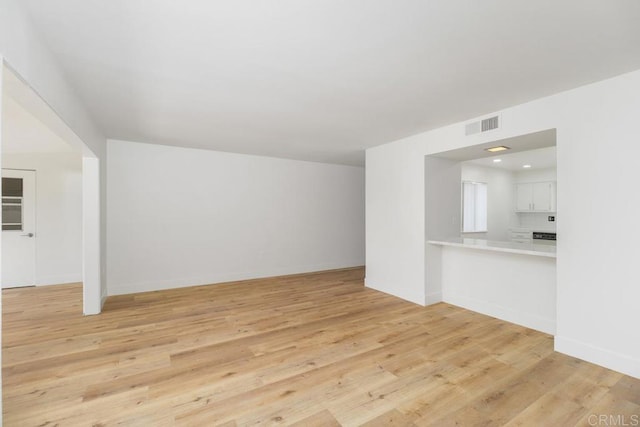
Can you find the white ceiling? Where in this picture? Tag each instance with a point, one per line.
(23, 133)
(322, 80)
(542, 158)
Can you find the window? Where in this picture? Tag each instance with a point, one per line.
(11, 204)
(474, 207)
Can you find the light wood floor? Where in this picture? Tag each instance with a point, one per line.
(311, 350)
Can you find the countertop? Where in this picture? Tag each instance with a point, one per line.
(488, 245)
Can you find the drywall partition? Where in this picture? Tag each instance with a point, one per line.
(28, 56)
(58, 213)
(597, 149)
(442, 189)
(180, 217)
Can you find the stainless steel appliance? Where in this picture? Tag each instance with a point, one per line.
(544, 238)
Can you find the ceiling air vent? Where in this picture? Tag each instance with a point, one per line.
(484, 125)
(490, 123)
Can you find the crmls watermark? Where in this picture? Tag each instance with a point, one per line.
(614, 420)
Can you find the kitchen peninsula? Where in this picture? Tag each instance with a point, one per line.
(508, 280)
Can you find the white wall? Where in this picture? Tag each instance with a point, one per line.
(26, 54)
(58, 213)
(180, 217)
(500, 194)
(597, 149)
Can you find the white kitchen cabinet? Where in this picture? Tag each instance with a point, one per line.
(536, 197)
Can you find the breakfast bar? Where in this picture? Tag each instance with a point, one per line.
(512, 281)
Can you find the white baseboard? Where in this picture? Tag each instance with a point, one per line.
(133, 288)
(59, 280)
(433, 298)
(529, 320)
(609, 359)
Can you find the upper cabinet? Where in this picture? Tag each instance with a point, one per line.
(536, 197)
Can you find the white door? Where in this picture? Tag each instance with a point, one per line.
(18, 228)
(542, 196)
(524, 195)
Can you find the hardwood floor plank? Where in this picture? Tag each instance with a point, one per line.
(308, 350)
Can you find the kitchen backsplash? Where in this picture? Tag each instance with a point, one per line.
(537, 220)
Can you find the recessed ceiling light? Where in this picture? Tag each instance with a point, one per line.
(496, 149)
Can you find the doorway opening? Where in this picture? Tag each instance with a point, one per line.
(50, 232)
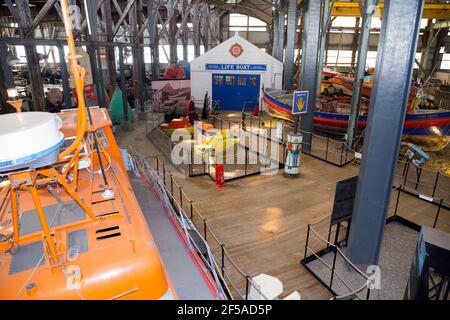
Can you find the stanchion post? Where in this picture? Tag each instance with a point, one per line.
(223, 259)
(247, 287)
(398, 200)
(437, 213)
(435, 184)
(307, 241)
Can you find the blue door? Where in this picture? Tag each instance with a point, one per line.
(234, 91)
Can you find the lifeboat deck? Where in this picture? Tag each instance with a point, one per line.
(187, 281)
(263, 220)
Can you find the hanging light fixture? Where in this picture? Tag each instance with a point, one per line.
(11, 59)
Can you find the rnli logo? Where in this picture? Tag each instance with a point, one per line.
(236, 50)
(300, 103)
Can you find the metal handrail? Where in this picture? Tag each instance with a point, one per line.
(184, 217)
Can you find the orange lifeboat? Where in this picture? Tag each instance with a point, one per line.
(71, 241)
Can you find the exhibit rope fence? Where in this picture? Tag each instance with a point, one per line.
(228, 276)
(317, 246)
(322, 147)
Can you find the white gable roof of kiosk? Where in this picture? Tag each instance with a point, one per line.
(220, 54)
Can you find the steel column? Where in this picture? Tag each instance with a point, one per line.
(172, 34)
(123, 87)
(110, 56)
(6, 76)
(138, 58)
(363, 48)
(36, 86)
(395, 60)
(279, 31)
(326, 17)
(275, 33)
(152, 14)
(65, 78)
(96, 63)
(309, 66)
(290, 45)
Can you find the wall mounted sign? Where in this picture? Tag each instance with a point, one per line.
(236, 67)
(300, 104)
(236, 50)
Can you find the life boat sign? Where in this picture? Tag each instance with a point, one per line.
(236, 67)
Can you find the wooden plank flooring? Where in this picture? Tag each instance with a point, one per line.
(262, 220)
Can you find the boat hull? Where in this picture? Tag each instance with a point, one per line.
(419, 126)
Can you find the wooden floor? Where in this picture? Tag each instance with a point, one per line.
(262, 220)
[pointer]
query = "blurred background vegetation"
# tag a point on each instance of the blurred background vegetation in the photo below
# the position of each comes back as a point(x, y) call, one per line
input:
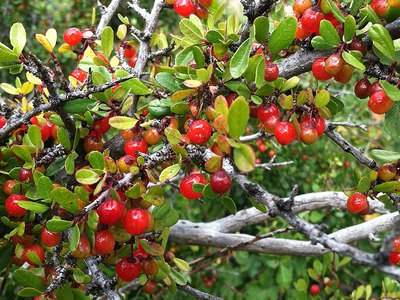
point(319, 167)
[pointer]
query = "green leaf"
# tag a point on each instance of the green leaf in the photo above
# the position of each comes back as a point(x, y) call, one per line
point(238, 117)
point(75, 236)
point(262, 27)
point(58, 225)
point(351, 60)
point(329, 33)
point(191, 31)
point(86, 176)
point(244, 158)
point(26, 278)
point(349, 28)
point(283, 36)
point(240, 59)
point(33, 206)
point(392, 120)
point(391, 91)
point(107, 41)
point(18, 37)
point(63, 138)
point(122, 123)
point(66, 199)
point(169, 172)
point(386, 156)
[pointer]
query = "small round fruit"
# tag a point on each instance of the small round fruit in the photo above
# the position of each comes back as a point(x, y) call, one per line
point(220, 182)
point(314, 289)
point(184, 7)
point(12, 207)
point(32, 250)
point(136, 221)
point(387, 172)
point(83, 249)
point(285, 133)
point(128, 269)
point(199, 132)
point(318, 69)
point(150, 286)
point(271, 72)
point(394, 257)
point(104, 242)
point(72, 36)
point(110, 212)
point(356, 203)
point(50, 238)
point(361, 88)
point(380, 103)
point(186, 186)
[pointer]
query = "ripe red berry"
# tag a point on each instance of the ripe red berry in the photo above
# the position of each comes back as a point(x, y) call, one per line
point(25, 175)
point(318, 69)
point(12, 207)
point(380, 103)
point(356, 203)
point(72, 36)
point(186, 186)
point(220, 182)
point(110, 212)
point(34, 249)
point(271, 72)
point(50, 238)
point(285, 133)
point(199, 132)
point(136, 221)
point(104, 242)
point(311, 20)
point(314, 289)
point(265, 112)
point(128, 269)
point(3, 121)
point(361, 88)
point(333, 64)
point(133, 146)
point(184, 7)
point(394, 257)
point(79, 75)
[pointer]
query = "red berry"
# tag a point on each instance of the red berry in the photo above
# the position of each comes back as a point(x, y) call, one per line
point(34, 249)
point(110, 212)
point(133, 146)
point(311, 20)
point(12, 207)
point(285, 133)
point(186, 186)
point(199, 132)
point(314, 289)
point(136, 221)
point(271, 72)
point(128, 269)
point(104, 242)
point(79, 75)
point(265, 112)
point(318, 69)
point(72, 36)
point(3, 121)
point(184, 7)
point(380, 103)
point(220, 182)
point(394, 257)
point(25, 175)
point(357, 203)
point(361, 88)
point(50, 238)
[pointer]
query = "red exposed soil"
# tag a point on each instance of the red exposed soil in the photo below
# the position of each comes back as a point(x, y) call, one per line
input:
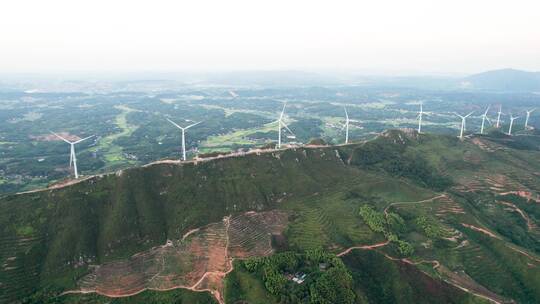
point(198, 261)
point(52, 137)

◆ EXERCISE DETAILS ◆
The data must be printed exactly, image-free.

◆ FINISHED EXERCISE ◆
Can you find the white ceiling? Where in this picture? Tag each instance with a point, one per line.
(23, 133)
(322, 80)
(542, 158)
Can you find the window? Where in this picture? Tag each instance with a point, one per line.
(11, 204)
(474, 207)
Can you find the light wood floor? Where in this picture? Tag each instance with a point, one per line.
(311, 350)
Can you find the countertop? Where in this picture? Tag each instance with a point, one per line.
(488, 245)
Can you find the drywall partition? Where in this picture? Tag each instance with a point, one per line.
(28, 56)
(58, 213)
(597, 149)
(442, 189)
(180, 217)
Can you find the stainless steel appliance? Where in this picture? Tag each instance with a point, one per line.
(544, 238)
Can you find the ceiling air vent? Where in this picture? Tag each instance with a point, one per line.
(484, 125)
(490, 123)
Can you find the crmls watermark? Where in this picture? Tag each instance with a point, one per line.
(614, 420)
Can you find the kitchen peninsula? Where in this picture? Tag each instance with a point, one per line.
(508, 280)
Can you find the white wall? Where in this picture? Tag each instance with a point, one per line.
(26, 54)
(58, 213)
(180, 217)
(500, 194)
(597, 149)
Can you find the white kitchen cabinet? Where in this picture? Tag each instance with a point, one per line.
(536, 197)
Can you find the breakfast bar? Where in this picture? Tag each instance with a point, one per line.
(512, 281)
Can you find the white baseboard? Where in this picture? Tag each instance with a point, one per line.
(133, 288)
(59, 280)
(433, 298)
(529, 320)
(609, 359)
Can you find the upper cabinet? Where in this picture? Tag each instance with a point, one per line.
(536, 197)
Can you find the white door? Where in this picture? Tag each instance with a point, one per line.
(18, 228)
(542, 196)
(524, 195)
Can you find the hardwood floor plank? Where in this picture? Tag each instance with a point, one per line.
(308, 350)
Can you find the kitchen backsplash? Where in this picture? Tag each instance with a point, one per line.
(537, 220)
Can you find the recessed ceiling light? Where in this picture? Tag each instance with a point, one per line.
(496, 149)
Can you find the doorway opening? Where in this picture? Tag each instance with a point, one per line.
(50, 232)
Can you find the stanchion post? Where in this picture? Tag each instance with a point, one per line.
(223, 259)
(247, 287)
(398, 200)
(437, 213)
(435, 184)
(307, 241)
Can you find the blue door? Where in this picture? Tag each instance with a point, one per line.
(234, 91)
Can you find the lifeboat deck? Where in this picture? Tag each instance with a point, one per line.
(187, 281)
(263, 220)
Can you find the hanging light fixture? Where in this picture? Tag each instance with a point, one per line.
(11, 59)
Can you find the rnli logo? Where in this picture? Tag each instance with a point, one per line.
(236, 50)
(300, 103)
Can you find the metal handrail? Where in this picture? Tag each instance with a point, one per line.
(184, 217)
Can you find the orange lifeboat? Where in this picture? Tag each instance with a point, one per line.
(71, 241)
Can you find the exhibit rope fence? Where in this picture? Tag each instance with a point, one per line.
(228, 276)
(317, 246)
(322, 147)
Can you find the white gable roof of kiosk? Where in this picture? Tag each instance with a point, one per line.
(220, 54)
Can you find the steel column? Where in this picture? Tag each instance with a point, one per line.
(172, 34)
(123, 87)
(110, 56)
(6, 76)
(138, 58)
(363, 48)
(36, 86)
(395, 60)
(279, 31)
(326, 17)
(275, 33)
(152, 14)
(65, 78)
(96, 63)
(309, 66)
(290, 45)
Can you find the wall mounted sign? Where in this picture? Tag each instance with a point, one per line.
(236, 67)
(300, 104)
(236, 50)
Can you find the life boat sign? Where in this picture? Tag each instance with a point, one per line.
(236, 67)
Can you find the wooden plank flooring? Where in this picture? Tag each instance with a point, one per line.
(262, 220)
Can you find the boat hull? Where in this picture? Tag each instance with a point, one per line.
(419, 126)
Can you find the wooden floor? Where in this picture? Tag each instance with a point, one per line.
(262, 220)
[pointer]
query = "blurred background vegetation"
# tag a point on each instance of the blurred background vegetation in the photo below
# the position of each comes back as a point(x, y) call, one per line
input:
point(319, 167)
[pointer]
query = "green leaf"
# tag a point on each instance of the green leaf in the photo above
# the position of each comes back as a point(x, y) call, one per line
point(238, 117)
point(75, 236)
point(262, 27)
point(58, 225)
point(351, 60)
point(329, 33)
point(191, 31)
point(86, 176)
point(244, 158)
point(26, 278)
point(349, 28)
point(283, 36)
point(240, 59)
point(33, 206)
point(392, 120)
point(391, 91)
point(107, 41)
point(18, 37)
point(63, 138)
point(122, 123)
point(66, 199)
point(169, 172)
point(386, 156)
[pointer]
query = "small round fruit"
# tag a point on each instance of the small round fruit in the photo above
# the position of each comes back as a point(x, y) call, one per line
point(220, 182)
point(314, 289)
point(184, 7)
point(12, 207)
point(32, 250)
point(136, 221)
point(387, 172)
point(83, 249)
point(285, 133)
point(128, 269)
point(199, 132)
point(318, 69)
point(150, 286)
point(271, 72)
point(394, 257)
point(104, 242)
point(72, 36)
point(110, 212)
point(356, 203)
point(50, 238)
point(361, 88)
point(380, 103)
point(186, 186)
[pointer]
query = "ripe red berry"
# tag a point on each instance of the ripe red berry in the photo above
# the position of each comes back as a point(x, y) call, one per line
point(25, 175)
point(318, 69)
point(12, 207)
point(380, 103)
point(356, 203)
point(72, 36)
point(186, 186)
point(220, 182)
point(110, 212)
point(34, 249)
point(271, 72)
point(50, 238)
point(285, 133)
point(199, 132)
point(136, 221)
point(104, 242)
point(311, 20)
point(314, 289)
point(265, 112)
point(128, 269)
point(3, 121)
point(361, 88)
point(333, 64)
point(133, 146)
point(184, 7)
point(394, 257)
point(79, 75)
[pointer]
query = "red berry"
# tag a point on each instance of the red berry in the photo above
# the position of each comes back as a point(x, y) call, one per line
point(34, 249)
point(110, 212)
point(133, 146)
point(311, 20)
point(12, 207)
point(285, 133)
point(186, 186)
point(199, 132)
point(314, 289)
point(136, 221)
point(271, 72)
point(128, 269)
point(104, 242)
point(79, 75)
point(265, 112)
point(318, 69)
point(72, 36)
point(3, 121)
point(184, 7)
point(380, 103)
point(220, 182)
point(394, 257)
point(25, 175)
point(357, 203)
point(361, 88)
point(50, 238)
[pointer]
query = "red exposed soil"
# tag a point on each instance of the red exposed soil in the photo below
# the position of each comes back as a point(x, y) call, one per line
input:
point(198, 261)
point(52, 137)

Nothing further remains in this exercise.